Extract every line in the entries below that contains the string "hair", matching case exactly.

------------------------------

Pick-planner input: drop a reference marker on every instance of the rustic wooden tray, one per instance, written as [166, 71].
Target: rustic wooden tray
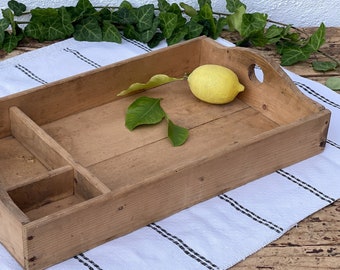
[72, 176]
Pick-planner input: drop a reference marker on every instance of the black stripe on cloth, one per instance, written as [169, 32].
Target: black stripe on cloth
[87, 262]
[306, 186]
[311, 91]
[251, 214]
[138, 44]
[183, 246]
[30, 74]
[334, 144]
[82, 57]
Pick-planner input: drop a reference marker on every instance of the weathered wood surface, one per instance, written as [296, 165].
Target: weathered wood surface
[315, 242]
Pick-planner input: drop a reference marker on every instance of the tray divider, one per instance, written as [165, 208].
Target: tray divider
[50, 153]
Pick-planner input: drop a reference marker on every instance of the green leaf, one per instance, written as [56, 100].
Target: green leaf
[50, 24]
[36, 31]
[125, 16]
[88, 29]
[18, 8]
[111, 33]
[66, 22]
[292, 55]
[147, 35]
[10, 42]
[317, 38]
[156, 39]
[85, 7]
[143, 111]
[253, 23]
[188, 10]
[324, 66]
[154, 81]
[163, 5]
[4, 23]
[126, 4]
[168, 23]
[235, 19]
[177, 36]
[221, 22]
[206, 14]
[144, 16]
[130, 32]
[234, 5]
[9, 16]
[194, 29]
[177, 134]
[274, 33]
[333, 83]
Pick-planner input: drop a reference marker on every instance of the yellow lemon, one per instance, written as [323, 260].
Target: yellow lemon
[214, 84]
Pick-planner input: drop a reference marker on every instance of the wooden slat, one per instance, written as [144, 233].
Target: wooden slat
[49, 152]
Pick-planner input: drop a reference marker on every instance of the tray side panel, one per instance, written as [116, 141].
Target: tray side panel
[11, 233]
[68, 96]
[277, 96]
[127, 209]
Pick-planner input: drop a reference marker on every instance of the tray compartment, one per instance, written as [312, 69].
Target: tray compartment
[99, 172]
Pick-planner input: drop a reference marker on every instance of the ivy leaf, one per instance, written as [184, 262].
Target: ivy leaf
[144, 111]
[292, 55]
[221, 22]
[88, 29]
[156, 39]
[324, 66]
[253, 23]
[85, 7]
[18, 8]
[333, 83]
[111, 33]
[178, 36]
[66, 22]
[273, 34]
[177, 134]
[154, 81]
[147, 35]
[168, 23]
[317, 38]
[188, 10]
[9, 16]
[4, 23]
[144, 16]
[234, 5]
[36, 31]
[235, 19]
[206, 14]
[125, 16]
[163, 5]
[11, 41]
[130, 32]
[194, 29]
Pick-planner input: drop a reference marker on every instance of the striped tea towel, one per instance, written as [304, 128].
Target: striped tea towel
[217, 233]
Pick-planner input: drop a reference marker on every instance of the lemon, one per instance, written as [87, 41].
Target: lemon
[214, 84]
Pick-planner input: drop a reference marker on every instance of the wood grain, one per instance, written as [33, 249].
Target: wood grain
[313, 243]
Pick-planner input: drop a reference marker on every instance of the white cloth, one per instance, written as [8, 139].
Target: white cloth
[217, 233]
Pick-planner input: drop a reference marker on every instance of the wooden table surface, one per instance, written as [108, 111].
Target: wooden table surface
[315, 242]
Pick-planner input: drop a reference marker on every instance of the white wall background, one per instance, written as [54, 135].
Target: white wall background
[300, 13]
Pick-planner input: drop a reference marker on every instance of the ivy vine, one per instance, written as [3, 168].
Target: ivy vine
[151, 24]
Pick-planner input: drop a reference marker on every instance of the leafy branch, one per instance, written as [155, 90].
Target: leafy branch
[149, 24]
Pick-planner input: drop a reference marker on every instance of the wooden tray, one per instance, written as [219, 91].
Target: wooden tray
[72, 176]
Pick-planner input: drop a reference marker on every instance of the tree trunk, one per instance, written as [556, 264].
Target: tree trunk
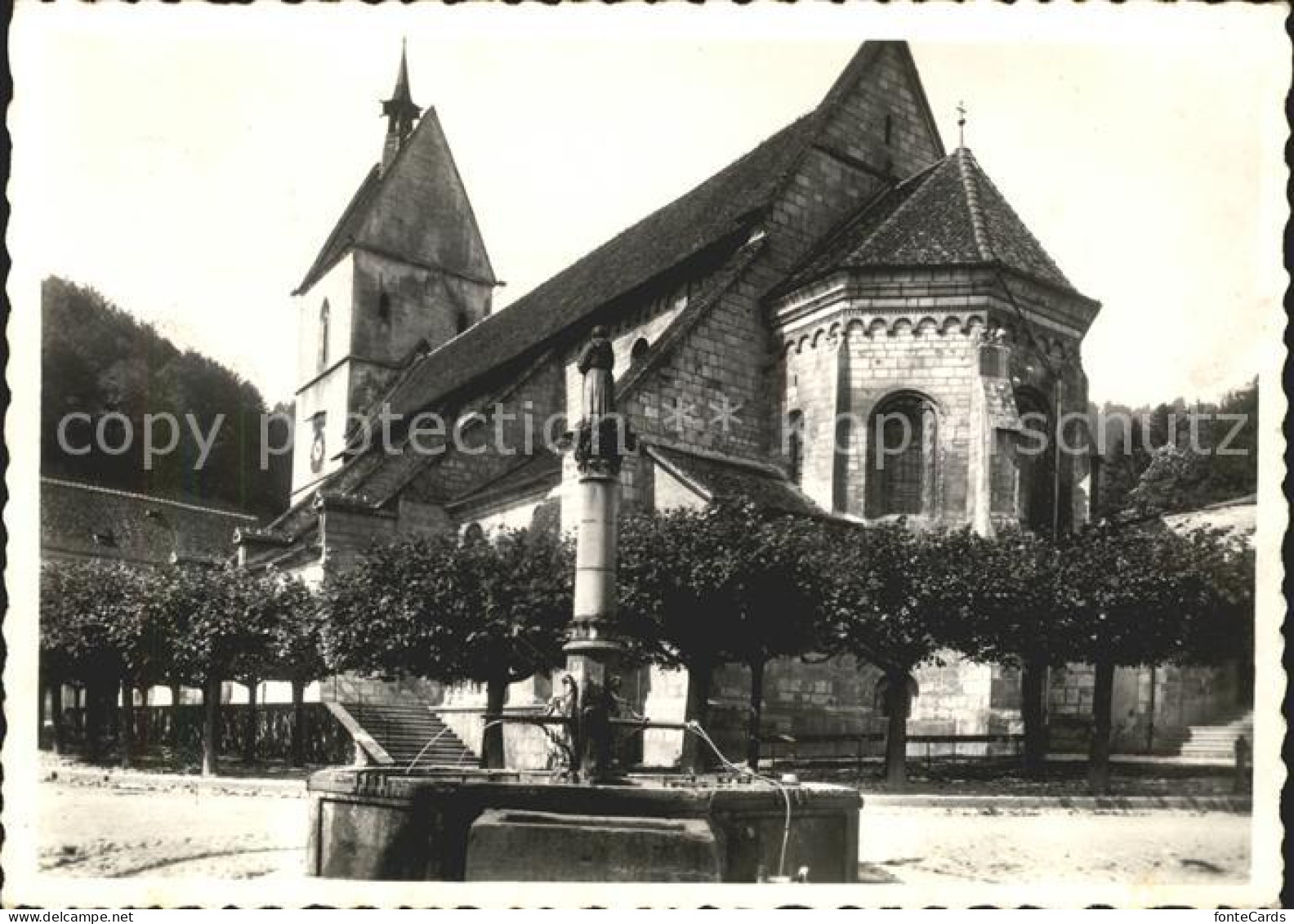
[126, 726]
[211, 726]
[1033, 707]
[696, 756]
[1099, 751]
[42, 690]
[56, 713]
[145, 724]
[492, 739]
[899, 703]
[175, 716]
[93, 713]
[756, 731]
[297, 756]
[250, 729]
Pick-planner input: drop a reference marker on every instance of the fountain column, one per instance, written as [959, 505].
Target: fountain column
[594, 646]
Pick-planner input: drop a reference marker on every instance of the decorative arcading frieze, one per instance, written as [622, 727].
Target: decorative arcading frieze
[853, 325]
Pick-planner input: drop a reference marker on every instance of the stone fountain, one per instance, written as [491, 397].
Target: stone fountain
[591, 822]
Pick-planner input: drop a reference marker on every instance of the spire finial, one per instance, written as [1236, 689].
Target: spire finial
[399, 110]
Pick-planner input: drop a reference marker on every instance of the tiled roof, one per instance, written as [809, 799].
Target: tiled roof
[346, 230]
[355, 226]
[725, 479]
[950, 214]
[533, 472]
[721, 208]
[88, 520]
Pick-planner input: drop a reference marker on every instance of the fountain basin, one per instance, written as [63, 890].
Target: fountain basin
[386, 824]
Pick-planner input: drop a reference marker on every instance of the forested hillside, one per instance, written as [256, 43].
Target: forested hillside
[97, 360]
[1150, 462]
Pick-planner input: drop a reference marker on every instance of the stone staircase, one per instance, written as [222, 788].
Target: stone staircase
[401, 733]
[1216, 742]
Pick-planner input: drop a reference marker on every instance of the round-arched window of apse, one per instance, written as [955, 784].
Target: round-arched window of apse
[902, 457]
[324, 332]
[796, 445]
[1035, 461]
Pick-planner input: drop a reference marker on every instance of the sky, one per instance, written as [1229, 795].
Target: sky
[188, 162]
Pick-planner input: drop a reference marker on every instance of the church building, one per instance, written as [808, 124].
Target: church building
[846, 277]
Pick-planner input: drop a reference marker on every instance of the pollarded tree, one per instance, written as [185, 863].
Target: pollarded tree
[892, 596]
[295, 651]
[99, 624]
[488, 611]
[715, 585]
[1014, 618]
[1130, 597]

------------------------------

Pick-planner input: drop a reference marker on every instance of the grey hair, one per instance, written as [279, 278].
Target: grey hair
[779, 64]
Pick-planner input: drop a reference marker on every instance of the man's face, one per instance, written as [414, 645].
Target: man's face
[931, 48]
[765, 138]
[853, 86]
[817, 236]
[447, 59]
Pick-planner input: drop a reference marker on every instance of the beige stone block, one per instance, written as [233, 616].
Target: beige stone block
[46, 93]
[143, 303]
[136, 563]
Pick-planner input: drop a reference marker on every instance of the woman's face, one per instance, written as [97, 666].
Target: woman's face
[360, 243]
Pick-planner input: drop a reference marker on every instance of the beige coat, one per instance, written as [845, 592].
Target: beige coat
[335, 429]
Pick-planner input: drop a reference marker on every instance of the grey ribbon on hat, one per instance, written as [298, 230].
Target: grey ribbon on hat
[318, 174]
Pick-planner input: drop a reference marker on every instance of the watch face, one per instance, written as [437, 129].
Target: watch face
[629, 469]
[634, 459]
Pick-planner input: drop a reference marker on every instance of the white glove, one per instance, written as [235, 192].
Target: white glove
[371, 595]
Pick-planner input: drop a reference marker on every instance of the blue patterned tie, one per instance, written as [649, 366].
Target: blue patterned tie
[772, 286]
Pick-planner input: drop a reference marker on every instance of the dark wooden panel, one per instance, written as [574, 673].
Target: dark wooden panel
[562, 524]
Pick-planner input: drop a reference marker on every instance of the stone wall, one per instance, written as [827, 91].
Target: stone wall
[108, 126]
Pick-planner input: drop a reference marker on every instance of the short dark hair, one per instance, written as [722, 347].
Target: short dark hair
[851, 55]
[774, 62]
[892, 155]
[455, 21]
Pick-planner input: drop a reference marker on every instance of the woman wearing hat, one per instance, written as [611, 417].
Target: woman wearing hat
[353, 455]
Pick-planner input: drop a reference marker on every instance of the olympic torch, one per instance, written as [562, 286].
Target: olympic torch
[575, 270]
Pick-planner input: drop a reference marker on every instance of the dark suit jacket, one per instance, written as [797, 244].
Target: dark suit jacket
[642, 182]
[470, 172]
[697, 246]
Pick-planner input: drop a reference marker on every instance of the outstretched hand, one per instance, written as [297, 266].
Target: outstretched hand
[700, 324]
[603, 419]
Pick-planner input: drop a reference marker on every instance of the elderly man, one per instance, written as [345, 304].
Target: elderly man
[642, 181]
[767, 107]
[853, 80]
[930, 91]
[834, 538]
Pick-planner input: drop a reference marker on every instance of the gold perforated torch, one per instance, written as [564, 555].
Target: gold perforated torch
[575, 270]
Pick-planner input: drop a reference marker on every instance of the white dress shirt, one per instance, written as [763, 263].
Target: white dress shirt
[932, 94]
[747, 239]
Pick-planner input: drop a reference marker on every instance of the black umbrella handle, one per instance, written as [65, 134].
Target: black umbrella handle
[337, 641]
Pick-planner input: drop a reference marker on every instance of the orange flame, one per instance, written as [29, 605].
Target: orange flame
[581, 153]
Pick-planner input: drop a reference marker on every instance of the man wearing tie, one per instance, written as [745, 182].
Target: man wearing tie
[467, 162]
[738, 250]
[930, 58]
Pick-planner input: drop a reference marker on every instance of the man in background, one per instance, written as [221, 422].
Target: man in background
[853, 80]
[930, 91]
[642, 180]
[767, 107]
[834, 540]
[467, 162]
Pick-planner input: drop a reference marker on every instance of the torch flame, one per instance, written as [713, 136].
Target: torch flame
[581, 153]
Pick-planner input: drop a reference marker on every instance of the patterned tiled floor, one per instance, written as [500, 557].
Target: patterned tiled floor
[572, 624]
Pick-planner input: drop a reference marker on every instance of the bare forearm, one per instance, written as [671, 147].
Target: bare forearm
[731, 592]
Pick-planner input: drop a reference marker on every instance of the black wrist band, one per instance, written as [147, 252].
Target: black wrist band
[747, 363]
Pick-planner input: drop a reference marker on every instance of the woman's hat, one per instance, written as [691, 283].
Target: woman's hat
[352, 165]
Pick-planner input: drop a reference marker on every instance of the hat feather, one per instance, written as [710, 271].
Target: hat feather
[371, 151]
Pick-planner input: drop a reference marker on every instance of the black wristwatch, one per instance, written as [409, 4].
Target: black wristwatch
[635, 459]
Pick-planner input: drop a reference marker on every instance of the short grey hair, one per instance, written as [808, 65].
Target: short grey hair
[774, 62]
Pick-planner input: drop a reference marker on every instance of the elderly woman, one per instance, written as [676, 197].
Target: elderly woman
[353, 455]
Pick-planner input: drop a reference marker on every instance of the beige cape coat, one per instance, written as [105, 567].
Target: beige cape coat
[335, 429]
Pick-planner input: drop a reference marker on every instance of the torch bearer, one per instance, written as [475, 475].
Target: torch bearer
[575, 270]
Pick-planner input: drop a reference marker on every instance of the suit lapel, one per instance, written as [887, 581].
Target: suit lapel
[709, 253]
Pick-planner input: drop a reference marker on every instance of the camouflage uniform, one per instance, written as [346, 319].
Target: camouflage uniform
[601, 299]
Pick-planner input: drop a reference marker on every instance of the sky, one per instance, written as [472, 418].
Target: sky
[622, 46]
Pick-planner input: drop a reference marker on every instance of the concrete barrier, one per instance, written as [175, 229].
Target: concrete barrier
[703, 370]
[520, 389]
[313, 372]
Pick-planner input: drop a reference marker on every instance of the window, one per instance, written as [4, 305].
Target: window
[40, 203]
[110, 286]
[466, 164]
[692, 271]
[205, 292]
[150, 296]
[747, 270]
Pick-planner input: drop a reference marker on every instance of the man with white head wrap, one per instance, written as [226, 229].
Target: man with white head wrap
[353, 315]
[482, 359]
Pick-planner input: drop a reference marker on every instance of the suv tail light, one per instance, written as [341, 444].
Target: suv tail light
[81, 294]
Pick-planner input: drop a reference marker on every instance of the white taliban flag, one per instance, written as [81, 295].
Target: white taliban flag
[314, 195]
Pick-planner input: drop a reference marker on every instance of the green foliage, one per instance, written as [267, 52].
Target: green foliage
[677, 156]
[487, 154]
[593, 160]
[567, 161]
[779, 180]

------------------------------

§ **Written answer**
Pick-planner input: drop a reference marker on every instance of the grey hair, one per instance, written as [279, 278].
Target: grey hair
Pick-planner input: drop a reference marker on every instance of the short dark hair, one per instance, written as [722, 347].
Target: short dark hair
Pick-planner input: drop a reference marker on every instance of the short grey hair, one per instance, written as [808, 65].
Target: short grey hair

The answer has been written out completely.